**TASK INSTRUCTIONS:**
1. In the blog post, take the stretch that begins at the words "It's been done" and stops after "poor have it.", and give it again with "Riddle" changed to "Puzzle".
2. Repeat the rows, requests included, from their first line through the line containing "top-left (72, 80), bottom-right (82, 84)". Multiply every coordinate in the answers by 1.25 and round each result to a whole number, rounding halves up.

**QUOTED PASSAGE:**
--

My last student contacts are staring to fade. The students who were 1st years when I was a 4th year will graduate now. At the same time, Elisabeth just moved to Hyde Park with her sister, Jenny. Paul might be settling down in Milwaukee. Sam and Hallie will be coming back at the end of this summer.

I feel like the Occlusion Group may be ready to plunge off in a totally new direction. Several of our projects have been reexamined, and I think the makeup of the group may be changing somewhat.

Thursday was fun.
After work I helped Elisabeth and Jenny and their parents move in. Then rehearsal, and then a scavhunt meeting, where we discussed many options for next year, some of which will be retained, some discussed and discarded, and many probably simply forgotten. We drank good Scotch. Then Jessica, Dan, Elisabeth, and myself drove to the Golden Apple in Lakeview, and Dan bought me dinner. Because he owed me.

I know there's no rhyme or reason to the chronology of this post.
That's all right; I'm disoriented.

~ Connor

Friday, May 28, 2004

Yuppies or Hipsters?


Yes you have to choose one...

Thursday, May 27, 2004

Robots or Zombies?


Cowboys or Lumberjacks?


Ninjas or Pirates?


It's been done a million times already.
So humor me.

Riddle #3


Answer to Riddle #2: A bottle of gin. Easy if you said it with a British accent.

Riddle #3:

The poor have it.
The rich need it.
And if you drink it you'll die.

Wednesday, May 26, 2004

Old, Hungry Glory


The following is from an email exchange between Elisabeth and myself.

--

Data listing
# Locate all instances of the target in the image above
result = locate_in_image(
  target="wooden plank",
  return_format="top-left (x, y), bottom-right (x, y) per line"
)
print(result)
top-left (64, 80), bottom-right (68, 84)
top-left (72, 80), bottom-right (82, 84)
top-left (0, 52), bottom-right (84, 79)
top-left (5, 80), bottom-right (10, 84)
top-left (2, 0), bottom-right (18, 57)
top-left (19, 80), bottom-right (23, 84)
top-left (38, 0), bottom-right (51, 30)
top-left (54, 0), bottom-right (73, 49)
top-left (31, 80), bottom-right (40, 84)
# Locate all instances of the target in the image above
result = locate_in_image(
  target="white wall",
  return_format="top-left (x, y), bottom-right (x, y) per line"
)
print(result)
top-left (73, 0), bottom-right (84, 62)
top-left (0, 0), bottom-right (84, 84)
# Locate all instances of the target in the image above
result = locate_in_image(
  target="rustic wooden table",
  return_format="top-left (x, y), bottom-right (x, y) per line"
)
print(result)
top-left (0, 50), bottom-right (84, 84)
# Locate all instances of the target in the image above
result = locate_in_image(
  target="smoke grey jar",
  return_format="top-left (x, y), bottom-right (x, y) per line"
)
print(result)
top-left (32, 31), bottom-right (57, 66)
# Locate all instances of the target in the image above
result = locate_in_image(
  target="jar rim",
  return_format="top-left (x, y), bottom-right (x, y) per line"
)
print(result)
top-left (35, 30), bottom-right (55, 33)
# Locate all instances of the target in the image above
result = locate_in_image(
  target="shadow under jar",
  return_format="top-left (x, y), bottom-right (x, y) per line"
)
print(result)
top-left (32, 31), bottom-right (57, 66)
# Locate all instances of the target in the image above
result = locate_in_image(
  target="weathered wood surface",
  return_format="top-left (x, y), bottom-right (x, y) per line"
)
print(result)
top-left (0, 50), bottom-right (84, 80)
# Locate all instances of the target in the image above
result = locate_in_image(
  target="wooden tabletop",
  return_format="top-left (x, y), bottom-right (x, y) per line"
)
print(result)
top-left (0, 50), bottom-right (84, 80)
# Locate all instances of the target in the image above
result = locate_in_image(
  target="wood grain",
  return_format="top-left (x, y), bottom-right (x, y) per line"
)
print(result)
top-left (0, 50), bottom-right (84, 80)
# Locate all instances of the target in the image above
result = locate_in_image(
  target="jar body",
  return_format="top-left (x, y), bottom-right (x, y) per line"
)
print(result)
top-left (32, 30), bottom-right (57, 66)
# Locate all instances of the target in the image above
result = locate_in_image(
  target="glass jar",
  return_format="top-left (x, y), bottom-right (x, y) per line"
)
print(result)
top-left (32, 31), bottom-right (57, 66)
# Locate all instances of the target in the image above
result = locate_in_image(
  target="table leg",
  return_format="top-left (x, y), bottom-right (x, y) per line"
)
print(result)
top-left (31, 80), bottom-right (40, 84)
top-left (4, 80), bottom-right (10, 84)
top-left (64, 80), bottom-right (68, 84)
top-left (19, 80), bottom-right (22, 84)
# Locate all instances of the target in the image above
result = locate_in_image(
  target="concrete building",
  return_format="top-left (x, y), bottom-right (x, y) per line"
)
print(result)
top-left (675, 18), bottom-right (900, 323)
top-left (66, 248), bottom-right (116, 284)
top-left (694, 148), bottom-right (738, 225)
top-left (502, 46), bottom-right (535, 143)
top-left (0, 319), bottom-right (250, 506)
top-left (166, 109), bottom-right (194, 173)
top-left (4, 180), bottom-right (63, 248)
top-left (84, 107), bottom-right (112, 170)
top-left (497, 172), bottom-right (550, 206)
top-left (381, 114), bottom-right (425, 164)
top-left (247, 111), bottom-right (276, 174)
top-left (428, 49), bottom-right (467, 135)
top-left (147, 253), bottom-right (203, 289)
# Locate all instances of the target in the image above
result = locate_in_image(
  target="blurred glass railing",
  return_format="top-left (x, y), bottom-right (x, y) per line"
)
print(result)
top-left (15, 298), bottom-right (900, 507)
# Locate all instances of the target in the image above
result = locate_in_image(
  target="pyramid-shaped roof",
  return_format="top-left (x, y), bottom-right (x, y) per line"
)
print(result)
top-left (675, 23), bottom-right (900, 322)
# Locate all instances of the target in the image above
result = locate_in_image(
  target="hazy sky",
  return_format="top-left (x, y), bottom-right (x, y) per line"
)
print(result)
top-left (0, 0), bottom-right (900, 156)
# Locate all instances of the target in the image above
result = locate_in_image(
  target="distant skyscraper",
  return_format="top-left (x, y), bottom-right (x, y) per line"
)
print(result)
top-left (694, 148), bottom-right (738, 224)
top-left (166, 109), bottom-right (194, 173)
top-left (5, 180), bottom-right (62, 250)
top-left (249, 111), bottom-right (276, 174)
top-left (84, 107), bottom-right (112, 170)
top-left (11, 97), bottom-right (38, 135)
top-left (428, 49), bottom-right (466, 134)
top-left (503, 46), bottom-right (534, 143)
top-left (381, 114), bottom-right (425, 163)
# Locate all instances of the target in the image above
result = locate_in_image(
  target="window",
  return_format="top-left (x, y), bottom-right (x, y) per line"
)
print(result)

--

**FINAL ANSWERS:**
1.
It's been done a million times already.
So humor me.

Puzzle #3


Answer to Puzzle #2: A bottle of gin. Easy if you said it with a British accent.

Puzzle #3:

The poor have it.

2.
# Locate all instances of the target in the image above
result = locate_in_image(
  target="wooden plank",
  return_format="top-left (x, y), bottom-right (x, y) per line"
)
print(result)
top-left (80, 100), bottom-right (85, 105)
top-left (90, 100), bottom-right (103, 105)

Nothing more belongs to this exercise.